• _WORK TO COMPLETE_: Reproduce the material below word for word, leaving every line unchanged.

[Records drawn from a dataset]
● ● ● ● ● ● ●
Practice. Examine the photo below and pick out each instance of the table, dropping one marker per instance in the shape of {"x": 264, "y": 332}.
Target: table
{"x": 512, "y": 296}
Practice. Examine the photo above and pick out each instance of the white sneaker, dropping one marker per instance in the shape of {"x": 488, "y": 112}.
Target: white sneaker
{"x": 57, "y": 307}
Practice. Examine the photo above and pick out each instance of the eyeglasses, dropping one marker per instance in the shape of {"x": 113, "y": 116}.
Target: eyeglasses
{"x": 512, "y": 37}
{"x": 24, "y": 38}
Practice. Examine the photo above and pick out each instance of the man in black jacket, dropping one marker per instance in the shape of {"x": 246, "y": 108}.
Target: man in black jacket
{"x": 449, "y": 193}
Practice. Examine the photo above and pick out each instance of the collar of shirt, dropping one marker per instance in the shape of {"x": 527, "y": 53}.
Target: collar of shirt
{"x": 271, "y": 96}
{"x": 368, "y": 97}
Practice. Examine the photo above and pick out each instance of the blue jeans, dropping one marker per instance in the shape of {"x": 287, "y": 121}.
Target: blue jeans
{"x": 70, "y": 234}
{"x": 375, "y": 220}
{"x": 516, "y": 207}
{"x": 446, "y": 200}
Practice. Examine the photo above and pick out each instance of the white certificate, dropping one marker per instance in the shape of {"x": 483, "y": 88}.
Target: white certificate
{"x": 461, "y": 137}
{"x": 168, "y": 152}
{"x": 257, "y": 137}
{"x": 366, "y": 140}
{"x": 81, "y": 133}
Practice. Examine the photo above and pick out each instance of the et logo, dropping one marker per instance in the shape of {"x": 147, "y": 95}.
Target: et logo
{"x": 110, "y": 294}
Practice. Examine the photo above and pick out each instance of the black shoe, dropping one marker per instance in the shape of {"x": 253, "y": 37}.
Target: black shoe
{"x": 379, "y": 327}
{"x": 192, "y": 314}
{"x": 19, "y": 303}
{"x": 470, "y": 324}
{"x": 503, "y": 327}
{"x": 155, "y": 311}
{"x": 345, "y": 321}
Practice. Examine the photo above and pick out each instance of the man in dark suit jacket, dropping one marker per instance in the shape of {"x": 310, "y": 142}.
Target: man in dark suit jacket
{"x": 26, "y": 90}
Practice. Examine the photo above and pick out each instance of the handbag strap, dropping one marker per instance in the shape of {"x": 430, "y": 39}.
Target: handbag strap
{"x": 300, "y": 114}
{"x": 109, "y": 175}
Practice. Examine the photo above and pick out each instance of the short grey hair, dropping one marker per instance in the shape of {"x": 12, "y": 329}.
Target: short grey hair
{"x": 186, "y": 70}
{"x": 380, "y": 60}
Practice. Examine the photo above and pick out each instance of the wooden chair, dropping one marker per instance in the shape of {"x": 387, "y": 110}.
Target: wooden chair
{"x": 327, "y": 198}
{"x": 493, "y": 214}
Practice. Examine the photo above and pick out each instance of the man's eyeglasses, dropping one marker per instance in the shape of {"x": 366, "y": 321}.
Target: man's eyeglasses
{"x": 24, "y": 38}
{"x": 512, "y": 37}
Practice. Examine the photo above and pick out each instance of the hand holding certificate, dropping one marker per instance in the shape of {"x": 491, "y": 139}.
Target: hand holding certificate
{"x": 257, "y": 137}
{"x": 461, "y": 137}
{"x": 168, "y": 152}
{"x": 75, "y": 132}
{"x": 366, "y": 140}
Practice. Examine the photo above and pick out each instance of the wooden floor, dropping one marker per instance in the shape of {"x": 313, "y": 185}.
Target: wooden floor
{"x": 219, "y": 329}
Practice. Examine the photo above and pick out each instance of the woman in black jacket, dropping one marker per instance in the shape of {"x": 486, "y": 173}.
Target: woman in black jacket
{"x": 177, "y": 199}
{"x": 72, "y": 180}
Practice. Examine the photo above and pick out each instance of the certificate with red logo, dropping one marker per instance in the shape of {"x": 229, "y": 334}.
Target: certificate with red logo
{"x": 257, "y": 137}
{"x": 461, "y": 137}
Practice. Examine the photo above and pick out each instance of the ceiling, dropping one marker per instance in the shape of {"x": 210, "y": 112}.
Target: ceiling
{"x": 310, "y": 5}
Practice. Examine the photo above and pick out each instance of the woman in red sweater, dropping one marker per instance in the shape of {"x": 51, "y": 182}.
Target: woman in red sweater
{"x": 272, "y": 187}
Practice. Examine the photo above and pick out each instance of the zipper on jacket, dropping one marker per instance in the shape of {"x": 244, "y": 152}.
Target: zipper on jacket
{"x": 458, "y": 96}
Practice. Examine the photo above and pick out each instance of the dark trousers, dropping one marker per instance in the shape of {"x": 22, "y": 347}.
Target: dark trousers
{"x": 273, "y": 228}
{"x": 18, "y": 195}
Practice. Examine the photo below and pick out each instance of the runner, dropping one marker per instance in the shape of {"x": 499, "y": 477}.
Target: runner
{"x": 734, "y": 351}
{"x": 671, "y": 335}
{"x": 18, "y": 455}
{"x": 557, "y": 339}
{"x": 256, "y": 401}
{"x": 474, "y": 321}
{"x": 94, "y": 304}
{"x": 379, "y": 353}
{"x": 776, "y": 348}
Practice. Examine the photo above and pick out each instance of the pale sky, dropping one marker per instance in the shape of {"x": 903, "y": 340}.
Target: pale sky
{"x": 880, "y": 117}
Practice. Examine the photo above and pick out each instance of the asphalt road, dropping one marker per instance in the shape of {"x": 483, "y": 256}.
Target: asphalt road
● ● ● ● ● ● ●
• _PROBLEM SOLUTION_:
Practice. Examine the photo below and pick out each instance of the table, dropping one marker per instance in the shape of {"x": 264, "y": 332}.
Target: table
{"x": 512, "y": 296}
Practice. Examine the photo above and pick out each instance of the white sneaker, dropping one marker per instance in the shape of {"x": 488, "y": 112}.
Target: white sneaker
{"x": 57, "y": 307}
Practice. Examine the photo above and pick out each instance of the eyeglasses, dropping one marker per instance in the shape of {"x": 113, "y": 116}.
Target: eyeglasses
{"x": 512, "y": 37}
{"x": 24, "y": 38}
Practice. Examine the photo above and pick out each instance of the man in black jacket, dropping one marker per instance in the shape of {"x": 246, "y": 108}.
Target: man in black jacket
{"x": 449, "y": 193}
Practice. Examine the photo above and pick out each instance of the collar of shirt, dropping one marker per instance in the shape of {"x": 527, "y": 53}.
Target: collar of shirt
{"x": 271, "y": 96}
{"x": 368, "y": 97}
Practice. Examine the photo above and pick out each instance of the blue jeans, dropping one marker per instance in the shape of {"x": 287, "y": 121}.
Target: blue jeans
{"x": 70, "y": 234}
{"x": 375, "y": 220}
{"x": 516, "y": 207}
{"x": 446, "y": 200}
Practice. Examine the photo above and pick out each instance of the white certificate, dropping one marker per instance in the shape of {"x": 483, "y": 88}.
Target: white certificate
{"x": 461, "y": 137}
{"x": 168, "y": 152}
{"x": 257, "y": 137}
{"x": 366, "y": 140}
{"x": 81, "y": 133}
Practice. Examine the photo above and pick out each instance of the et logo, dropping one marker per instance in the shape of {"x": 147, "y": 95}.
Target: et logo
{"x": 110, "y": 294}
Practice. Examine the photo above and pick out each instance of the black shoe, dropping one marker per instance in the shape of {"x": 253, "y": 37}.
Target: black shoe
{"x": 379, "y": 327}
{"x": 192, "y": 314}
{"x": 19, "y": 303}
{"x": 470, "y": 324}
{"x": 503, "y": 327}
{"x": 155, "y": 311}
{"x": 345, "y": 321}
Practice. Examine the photo above and pick out each instance of the man in dark suit jacket, dropping one marker per instance in the shape of {"x": 310, "y": 142}.
Target: man in dark suit jacket
{"x": 26, "y": 90}
Practice. Examine the photo above and pick out each instance of the handbag strap, dropping one marker per instance in the shape of {"x": 430, "y": 39}.
Target: handbag strap
{"x": 300, "y": 114}
{"x": 109, "y": 175}
Practice. Examine the photo above and pick out each instance of the short grey hair, dropping one marker per instance in the shape of {"x": 12, "y": 329}.
Target: short grey hair
{"x": 186, "y": 70}
{"x": 380, "y": 60}
Practice. Examine the photo above and pick out each instance of the wooden chair, dropping one marker per instance in the shape of {"x": 387, "y": 110}.
Target: wooden chair
{"x": 327, "y": 198}
{"x": 493, "y": 214}
Practice. Examine the photo above and pick out each instance of the man's eyeglasses, dropping one marker per instance in the shape of {"x": 366, "y": 321}.
Target: man's eyeglasses
{"x": 24, "y": 38}
{"x": 512, "y": 37}
Practice. Examine the photo above and pick out each instance of the hand holding certificate, dropping one marker per instance in the shape of {"x": 491, "y": 139}.
Target: hand holding certificate
{"x": 257, "y": 137}
{"x": 461, "y": 137}
{"x": 168, "y": 152}
{"x": 75, "y": 132}
{"x": 366, "y": 140}
Practice. Examine the photo above and pick out each instance of the wooden floor, dropping one marker per instance in the shape of {"x": 313, "y": 185}.
Target: wooden floor
{"x": 219, "y": 329}
Practice. Examine the photo above and pick out each instance of the woman in black jacket, dropping one marker per instance in the shape of {"x": 486, "y": 173}.
Target: woman in black jacket
{"x": 177, "y": 199}
{"x": 72, "y": 180}
Practice. Examine the photo above and pick out each instance of the certificate with red logo, dropping one marker per instance in the shape of {"x": 229, "y": 334}.
Target: certificate with red logo
{"x": 257, "y": 137}
{"x": 461, "y": 137}
Practice. Examine the photo above and pick out each instance of the ceiling, dropping one marker per instance in the shape of {"x": 210, "y": 112}.
Target: ceiling
{"x": 310, "y": 5}
Practice. Examine the photo above and pick out each instance of the woman in red sweater, dropping one marker per instance in the shape of {"x": 51, "y": 182}.
Target: woman in red sweater
{"x": 272, "y": 187}
Practice. Examine the photo above and pick out each instance of the zipper on jacket, dropping one marker per instance in the shape of {"x": 244, "y": 152}.
Target: zipper on jacket
{"x": 458, "y": 96}
Practice. Examine the photo above and pick out each instance of the dark trousers, dropping one marker per instance in the shape of {"x": 22, "y": 347}.
Target: dark trousers
{"x": 273, "y": 228}
{"x": 18, "y": 195}
Practice. Examine the photo below and pick out each instance of the runner, dropping one marker per instance in the shape of {"x": 499, "y": 477}.
Target: runner
{"x": 734, "y": 351}
{"x": 671, "y": 335}
{"x": 18, "y": 455}
{"x": 557, "y": 339}
{"x": 256, "y": 401}
{"x": 474, "y": 321}
{"x": 94, "y": 304}
{"x": 379, "y": 353}
{"x": 776, "y": 348}
Practice. Examine the photo above and pick out each instance of the pale sky, dropping one marker per instance in the shape of {"x": 903, "y": 340}.
Target: pale sky
{"x": 880, "y": 117}
Practice. Examine the photo above and pick out each instance of the asphalt road, dropping one marker per instance in the shape of {"x": 483, "y": 256}.
Target: asphalt road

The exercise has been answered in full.